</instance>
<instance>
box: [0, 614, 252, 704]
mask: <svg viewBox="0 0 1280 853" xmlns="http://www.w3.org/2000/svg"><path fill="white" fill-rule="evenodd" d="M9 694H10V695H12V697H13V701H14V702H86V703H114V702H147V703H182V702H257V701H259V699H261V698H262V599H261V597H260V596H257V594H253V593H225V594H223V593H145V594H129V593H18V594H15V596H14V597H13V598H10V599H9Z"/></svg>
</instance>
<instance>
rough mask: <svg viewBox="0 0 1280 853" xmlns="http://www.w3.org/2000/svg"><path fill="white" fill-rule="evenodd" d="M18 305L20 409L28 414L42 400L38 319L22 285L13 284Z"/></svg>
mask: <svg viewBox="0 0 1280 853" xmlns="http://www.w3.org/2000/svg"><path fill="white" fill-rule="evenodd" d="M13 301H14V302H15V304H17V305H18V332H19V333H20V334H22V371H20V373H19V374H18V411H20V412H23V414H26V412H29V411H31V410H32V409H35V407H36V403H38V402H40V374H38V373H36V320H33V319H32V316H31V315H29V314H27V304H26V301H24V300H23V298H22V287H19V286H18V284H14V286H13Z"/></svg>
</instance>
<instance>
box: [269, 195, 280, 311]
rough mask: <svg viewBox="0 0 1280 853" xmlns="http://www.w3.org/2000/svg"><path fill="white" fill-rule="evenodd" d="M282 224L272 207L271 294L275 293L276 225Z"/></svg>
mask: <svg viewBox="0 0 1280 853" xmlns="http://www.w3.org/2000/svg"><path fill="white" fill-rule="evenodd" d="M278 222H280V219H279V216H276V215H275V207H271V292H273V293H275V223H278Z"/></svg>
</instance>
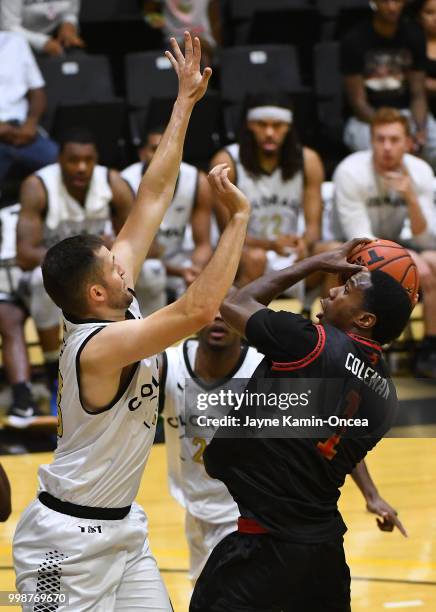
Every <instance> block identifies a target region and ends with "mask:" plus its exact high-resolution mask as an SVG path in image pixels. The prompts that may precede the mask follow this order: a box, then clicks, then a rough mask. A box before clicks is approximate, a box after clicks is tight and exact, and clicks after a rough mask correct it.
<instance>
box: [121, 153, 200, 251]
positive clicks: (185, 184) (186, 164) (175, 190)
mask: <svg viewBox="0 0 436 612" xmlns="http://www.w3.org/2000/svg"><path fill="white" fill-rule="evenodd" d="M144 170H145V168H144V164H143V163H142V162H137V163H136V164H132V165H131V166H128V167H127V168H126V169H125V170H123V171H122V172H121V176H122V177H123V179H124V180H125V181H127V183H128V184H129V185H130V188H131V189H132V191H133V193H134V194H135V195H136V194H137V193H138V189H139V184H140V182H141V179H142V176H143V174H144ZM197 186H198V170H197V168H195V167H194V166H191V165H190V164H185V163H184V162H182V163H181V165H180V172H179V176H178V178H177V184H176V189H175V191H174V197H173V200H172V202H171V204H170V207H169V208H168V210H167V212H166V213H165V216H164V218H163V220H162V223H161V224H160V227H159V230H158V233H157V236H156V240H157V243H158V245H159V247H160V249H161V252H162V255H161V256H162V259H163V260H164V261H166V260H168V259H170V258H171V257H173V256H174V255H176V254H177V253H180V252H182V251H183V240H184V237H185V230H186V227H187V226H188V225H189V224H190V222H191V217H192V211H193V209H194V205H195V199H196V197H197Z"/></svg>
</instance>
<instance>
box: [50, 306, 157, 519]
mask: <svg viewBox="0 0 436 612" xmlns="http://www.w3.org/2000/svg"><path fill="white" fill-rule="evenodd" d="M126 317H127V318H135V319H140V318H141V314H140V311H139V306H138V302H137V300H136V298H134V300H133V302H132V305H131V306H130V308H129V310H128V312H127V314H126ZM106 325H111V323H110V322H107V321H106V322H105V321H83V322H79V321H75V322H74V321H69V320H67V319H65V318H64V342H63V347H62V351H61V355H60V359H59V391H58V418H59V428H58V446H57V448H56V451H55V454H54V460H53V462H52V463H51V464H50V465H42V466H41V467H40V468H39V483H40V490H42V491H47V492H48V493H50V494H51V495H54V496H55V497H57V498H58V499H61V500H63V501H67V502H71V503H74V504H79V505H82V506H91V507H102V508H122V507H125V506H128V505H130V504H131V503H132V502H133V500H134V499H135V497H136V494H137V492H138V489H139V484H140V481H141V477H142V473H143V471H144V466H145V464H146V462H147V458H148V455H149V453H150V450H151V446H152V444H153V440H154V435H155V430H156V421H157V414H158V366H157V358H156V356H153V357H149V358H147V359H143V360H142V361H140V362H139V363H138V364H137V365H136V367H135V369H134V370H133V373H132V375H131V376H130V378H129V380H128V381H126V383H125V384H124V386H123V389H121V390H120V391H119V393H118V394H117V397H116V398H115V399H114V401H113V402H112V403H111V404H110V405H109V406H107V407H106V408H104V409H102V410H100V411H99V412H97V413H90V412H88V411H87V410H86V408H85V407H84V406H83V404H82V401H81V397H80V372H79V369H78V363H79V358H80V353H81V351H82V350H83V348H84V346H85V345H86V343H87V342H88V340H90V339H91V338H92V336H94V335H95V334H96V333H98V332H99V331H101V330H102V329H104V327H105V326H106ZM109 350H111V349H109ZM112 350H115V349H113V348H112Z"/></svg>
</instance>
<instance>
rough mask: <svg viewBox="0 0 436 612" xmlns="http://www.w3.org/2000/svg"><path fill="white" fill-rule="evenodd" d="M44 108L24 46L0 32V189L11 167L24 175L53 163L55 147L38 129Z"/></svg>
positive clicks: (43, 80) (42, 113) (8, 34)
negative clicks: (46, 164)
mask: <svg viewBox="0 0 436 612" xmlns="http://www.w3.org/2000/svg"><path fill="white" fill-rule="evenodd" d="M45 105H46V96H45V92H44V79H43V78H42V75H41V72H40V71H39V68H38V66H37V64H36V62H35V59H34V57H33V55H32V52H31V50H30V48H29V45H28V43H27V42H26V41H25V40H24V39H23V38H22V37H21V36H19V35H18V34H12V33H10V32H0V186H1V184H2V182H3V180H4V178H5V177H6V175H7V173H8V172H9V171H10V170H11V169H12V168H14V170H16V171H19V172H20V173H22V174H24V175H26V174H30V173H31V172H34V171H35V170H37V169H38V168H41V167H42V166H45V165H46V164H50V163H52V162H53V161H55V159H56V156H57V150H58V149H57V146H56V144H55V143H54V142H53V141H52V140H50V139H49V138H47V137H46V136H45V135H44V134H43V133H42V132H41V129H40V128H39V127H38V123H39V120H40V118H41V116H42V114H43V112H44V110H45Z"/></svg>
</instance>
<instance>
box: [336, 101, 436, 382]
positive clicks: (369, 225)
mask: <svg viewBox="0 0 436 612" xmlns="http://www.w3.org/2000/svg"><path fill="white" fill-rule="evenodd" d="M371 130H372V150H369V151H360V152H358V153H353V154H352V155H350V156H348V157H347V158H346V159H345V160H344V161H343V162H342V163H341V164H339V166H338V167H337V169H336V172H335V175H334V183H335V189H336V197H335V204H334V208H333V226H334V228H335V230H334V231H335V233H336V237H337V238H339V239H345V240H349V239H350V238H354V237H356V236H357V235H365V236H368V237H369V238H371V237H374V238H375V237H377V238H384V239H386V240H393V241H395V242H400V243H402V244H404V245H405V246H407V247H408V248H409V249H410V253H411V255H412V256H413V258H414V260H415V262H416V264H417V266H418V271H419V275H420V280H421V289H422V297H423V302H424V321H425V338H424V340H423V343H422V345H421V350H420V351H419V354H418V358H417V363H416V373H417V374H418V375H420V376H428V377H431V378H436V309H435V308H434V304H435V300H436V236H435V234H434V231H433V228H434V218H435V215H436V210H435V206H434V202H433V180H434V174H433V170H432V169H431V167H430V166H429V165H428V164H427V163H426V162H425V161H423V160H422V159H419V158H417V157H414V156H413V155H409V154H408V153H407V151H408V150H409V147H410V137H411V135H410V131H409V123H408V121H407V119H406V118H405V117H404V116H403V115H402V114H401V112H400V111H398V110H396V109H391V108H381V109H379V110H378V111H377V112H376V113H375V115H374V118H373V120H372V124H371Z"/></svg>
...
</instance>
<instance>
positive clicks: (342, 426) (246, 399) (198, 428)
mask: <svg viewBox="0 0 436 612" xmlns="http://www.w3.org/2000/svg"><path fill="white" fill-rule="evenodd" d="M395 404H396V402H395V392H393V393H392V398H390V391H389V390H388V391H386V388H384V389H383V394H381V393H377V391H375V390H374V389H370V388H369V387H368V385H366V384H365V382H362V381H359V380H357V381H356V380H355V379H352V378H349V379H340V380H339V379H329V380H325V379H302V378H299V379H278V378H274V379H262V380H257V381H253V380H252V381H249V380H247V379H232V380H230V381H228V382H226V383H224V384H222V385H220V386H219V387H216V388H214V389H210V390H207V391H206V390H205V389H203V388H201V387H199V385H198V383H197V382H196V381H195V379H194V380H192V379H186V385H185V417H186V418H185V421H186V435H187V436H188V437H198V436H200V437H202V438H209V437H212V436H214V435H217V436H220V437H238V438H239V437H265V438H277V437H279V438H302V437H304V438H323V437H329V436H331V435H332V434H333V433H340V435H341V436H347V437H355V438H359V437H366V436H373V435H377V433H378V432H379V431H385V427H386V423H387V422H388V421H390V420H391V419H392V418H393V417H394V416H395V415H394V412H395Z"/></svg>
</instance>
---
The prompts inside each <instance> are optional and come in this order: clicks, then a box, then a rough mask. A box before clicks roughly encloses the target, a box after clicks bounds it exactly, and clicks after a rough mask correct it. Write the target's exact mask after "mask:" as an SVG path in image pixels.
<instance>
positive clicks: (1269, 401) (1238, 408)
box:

> **WORK INSTRUCTION**
Identify every row above that contains the string "exact" with the same capitalization, and copy each of those rows in full.

> **YOUR RESPONSE**
Every <instance> block identifies a target region and ends with "mask:" plus its exact high-resolution mask as an SVG path in image pixels. The prompts that may precede the mask follow this order: a box, then clicks, then a rough mask. A box before clicks is approximate, a box after clicks is tight and exact, and clicks after a rough mask correct it.
The prompts inside each <instance> are optional and come in this order: clicks, then a box, then a rough mask. A box before clicks roughly encloses the target, a box after clicks bounds it exactly, and clicks after a rough mask correct it. Write the target's exact mask after "mask:" as an SVG path in image pixels.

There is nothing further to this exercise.